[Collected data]
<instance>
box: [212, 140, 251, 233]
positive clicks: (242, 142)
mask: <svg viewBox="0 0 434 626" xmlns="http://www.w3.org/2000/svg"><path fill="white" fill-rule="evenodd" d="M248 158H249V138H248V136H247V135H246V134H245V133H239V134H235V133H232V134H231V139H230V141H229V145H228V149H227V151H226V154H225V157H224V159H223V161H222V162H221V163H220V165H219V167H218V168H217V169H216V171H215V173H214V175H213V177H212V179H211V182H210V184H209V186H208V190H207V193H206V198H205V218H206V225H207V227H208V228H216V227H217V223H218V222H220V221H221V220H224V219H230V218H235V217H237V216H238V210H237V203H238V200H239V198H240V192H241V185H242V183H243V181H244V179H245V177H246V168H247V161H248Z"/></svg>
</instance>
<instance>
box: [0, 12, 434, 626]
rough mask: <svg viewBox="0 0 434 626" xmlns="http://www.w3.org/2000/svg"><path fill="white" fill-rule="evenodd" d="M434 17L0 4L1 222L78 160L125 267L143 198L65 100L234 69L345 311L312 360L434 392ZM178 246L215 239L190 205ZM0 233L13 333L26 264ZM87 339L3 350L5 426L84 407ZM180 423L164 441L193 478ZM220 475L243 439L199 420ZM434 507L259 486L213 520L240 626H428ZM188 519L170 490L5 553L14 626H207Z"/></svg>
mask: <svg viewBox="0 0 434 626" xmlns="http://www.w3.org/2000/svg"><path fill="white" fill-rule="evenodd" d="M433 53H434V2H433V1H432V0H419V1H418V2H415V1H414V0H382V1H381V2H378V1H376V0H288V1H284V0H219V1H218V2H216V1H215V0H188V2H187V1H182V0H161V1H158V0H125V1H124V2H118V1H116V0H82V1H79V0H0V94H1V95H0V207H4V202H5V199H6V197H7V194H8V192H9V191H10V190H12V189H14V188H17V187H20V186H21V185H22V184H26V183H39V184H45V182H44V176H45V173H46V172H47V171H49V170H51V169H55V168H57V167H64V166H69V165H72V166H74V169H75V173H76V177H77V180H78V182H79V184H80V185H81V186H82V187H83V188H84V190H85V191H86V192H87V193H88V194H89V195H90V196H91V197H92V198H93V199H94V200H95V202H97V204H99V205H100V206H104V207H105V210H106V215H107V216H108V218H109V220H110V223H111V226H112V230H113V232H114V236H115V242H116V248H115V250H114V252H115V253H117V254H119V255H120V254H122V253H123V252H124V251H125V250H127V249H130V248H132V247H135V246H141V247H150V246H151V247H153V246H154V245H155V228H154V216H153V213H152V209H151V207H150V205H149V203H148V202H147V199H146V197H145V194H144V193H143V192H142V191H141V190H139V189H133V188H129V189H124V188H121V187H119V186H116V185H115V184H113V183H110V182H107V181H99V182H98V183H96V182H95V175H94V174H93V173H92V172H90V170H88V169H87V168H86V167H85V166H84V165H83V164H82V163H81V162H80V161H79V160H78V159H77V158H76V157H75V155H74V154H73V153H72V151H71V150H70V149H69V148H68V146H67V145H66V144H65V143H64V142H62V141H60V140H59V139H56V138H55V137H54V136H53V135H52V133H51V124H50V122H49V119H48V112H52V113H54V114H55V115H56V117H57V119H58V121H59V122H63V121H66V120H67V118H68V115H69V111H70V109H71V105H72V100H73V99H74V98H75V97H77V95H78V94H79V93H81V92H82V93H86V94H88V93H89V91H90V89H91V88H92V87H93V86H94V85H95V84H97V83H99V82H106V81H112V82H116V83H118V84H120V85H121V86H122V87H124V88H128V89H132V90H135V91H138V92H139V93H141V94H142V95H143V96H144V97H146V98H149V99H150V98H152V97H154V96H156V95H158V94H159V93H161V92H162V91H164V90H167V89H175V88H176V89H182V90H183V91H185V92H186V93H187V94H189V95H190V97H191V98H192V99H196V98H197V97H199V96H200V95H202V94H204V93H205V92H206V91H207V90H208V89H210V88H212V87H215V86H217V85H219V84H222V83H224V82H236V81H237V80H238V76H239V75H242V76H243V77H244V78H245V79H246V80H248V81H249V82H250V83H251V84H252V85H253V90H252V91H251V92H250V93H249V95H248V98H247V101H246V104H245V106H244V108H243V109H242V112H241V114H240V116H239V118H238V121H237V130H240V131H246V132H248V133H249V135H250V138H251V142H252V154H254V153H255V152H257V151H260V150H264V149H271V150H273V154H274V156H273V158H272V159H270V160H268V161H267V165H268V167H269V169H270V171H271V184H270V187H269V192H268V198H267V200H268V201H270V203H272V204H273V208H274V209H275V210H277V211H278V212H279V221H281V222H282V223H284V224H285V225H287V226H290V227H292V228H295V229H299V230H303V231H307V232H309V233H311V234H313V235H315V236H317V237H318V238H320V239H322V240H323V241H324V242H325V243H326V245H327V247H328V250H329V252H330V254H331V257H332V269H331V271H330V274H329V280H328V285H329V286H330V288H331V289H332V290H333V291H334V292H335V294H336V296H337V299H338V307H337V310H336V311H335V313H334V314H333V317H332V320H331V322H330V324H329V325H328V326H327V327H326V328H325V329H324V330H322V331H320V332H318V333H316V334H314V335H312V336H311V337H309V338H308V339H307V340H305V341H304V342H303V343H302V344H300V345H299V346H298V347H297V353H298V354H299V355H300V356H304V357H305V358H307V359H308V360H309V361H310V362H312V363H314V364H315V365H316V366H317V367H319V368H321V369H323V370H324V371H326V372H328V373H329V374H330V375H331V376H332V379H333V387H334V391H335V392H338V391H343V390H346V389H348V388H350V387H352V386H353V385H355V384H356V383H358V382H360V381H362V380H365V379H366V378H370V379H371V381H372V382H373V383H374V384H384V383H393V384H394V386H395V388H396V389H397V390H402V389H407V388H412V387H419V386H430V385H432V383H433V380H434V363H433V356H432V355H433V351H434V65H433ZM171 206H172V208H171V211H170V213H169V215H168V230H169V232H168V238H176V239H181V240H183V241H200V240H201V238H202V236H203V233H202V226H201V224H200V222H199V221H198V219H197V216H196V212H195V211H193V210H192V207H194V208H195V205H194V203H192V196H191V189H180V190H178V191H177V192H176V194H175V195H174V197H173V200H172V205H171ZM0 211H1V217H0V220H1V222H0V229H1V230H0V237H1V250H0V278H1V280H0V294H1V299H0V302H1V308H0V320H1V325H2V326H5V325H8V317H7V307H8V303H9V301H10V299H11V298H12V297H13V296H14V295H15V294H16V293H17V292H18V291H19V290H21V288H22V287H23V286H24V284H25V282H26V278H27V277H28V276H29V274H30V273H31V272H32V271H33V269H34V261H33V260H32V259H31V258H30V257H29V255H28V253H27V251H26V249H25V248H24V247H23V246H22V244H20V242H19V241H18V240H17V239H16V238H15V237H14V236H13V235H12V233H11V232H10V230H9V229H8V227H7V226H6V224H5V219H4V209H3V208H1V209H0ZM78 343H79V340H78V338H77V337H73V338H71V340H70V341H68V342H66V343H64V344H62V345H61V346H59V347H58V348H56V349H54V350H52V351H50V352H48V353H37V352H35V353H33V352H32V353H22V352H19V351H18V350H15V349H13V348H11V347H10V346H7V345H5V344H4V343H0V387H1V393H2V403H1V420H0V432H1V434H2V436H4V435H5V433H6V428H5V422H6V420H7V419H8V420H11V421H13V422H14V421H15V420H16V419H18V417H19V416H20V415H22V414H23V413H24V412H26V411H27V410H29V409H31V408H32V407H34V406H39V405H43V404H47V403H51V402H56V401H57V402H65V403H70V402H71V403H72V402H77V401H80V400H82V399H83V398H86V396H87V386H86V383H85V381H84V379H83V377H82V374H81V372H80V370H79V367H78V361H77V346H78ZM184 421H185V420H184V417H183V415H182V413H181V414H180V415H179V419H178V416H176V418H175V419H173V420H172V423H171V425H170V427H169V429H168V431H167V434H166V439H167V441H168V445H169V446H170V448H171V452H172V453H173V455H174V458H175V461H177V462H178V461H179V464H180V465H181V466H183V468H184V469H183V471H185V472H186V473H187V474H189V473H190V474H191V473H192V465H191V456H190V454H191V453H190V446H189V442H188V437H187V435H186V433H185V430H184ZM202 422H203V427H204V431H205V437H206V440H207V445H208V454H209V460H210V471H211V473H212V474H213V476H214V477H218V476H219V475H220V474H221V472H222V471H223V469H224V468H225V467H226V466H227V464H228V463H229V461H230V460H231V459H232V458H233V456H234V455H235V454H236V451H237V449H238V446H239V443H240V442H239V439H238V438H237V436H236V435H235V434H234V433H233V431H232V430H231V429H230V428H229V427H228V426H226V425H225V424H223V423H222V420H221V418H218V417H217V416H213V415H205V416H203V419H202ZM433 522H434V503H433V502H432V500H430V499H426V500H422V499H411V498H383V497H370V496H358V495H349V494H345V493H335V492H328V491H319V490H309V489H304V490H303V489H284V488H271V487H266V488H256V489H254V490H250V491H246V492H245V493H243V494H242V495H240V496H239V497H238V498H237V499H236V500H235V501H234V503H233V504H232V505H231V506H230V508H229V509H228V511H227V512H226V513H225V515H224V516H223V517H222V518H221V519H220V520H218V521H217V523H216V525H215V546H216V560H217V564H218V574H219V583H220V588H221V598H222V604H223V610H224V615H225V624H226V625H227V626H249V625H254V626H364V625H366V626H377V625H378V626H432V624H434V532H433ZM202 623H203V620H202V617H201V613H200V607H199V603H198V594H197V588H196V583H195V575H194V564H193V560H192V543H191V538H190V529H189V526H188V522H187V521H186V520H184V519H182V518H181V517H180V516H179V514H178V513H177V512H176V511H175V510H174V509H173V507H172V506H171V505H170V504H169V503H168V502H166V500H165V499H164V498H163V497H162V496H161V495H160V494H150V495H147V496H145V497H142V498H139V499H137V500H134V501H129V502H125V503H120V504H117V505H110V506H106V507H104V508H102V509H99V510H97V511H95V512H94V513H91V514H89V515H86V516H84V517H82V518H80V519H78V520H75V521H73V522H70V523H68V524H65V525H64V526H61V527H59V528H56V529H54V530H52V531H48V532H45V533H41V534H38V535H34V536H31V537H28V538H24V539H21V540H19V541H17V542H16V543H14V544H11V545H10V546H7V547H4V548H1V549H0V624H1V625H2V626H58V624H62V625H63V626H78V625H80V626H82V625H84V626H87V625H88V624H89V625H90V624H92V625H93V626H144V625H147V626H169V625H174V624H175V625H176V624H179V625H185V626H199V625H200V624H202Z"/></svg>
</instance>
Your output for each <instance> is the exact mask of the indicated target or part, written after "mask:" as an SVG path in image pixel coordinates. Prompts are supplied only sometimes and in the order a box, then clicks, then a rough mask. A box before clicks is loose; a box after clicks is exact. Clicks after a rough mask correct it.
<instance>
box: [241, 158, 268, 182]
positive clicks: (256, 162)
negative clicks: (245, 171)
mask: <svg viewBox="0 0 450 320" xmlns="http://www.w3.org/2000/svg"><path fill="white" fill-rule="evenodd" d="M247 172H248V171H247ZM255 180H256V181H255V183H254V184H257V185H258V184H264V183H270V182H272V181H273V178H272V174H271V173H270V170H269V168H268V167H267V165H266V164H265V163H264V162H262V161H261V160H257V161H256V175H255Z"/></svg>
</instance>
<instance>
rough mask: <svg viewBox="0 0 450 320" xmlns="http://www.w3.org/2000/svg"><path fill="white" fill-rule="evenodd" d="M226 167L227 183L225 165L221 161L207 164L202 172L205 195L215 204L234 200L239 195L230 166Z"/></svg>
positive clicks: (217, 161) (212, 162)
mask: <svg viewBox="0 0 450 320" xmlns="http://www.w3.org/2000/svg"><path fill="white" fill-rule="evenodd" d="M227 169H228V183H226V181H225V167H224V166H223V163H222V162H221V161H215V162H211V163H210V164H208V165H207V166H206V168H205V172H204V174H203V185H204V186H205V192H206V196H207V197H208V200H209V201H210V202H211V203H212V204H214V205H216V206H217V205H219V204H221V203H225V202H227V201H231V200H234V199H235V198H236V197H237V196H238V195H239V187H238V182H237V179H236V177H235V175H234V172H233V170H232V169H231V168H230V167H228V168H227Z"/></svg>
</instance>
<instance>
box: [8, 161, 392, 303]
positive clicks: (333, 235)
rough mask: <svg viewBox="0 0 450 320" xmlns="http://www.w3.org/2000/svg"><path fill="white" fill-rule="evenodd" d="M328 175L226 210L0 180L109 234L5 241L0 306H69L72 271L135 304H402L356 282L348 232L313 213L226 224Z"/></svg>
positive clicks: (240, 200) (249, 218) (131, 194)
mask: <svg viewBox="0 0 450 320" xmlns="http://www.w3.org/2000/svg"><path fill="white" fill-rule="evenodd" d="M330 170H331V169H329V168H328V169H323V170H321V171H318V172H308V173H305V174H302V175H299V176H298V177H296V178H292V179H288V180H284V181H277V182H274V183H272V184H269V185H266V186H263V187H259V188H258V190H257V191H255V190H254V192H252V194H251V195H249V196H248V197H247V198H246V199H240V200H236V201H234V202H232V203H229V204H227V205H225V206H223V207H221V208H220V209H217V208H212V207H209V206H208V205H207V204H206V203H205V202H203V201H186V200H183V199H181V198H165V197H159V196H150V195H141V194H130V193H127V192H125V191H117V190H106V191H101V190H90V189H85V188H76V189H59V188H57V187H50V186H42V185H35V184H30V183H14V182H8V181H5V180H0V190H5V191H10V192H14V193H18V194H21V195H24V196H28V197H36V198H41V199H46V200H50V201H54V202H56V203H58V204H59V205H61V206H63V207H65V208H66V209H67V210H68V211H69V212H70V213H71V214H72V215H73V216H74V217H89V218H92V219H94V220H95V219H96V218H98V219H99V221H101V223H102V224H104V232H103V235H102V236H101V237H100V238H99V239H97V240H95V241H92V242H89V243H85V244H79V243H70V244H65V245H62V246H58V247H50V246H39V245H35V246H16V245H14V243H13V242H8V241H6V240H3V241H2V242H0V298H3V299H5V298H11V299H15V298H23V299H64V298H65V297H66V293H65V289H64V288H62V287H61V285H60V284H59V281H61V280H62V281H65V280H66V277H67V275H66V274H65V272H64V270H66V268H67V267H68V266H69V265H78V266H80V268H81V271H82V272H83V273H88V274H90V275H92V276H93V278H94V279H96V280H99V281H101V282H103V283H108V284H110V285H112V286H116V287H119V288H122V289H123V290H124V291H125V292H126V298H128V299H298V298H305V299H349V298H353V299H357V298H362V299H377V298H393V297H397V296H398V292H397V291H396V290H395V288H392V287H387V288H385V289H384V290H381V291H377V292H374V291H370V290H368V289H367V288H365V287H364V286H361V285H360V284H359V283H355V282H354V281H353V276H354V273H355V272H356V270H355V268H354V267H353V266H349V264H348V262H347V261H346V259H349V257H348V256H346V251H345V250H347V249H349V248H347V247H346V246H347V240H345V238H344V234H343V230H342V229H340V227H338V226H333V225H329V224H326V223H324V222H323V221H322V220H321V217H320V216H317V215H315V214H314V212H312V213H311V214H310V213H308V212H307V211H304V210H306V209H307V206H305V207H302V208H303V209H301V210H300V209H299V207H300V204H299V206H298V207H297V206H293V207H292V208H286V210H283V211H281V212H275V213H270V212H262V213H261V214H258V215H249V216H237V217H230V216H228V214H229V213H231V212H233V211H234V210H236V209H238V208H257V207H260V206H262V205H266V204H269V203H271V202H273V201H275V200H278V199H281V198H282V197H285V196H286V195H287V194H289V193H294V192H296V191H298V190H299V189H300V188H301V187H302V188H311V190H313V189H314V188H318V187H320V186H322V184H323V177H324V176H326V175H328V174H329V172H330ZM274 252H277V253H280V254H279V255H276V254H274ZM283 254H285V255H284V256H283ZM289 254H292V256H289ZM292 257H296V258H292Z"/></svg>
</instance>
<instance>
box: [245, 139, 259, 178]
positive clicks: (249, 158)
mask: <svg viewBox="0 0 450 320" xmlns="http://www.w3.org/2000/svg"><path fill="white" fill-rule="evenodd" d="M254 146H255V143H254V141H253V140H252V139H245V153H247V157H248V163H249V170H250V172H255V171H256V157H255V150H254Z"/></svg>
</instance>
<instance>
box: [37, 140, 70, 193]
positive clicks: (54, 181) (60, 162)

- **DIRECTIONS**: Produce only the lines from the line containing "box: [212, 140, 251, 233]" through the line containing "box: [0, 12, 434, 626]", inclusive of both, exactly as they stand in the entries above.

- **THE ANSWER**:
box: [212, 140, 251, 233]
positive clicks: (242, 142)
mask: <svg viewBox="0 0 434 626" xmlns="http://www.w3.org/2000/svg"><path fill="white" fill-rule="evenodd" d="M248 158H249V138H248V136H247V135H246V134H245V133H239V134H235V133H232V134H231V139H230V141H229V145H228V149H227V151H226V154H225V157H224V159H223V161H222V162H221V163H220V165H219V167H218V168H217V169H216V171H215V173H214V175H213V177H212V179H211V182H210V184H209V186H208V190H207V193H206V198H205V218H206V225H207V227H208V228H216V227H217V223H218V222H220V221H221V220H224V219H230V218H235V217H237V216H238V210H237V203H238V200H239V198H240V192H241V185H242V183H243V181H244V179H245V177H246V168H247V161H248Z"/></svg>
</instance>
<instance>
box: [0, 12, 434, 626]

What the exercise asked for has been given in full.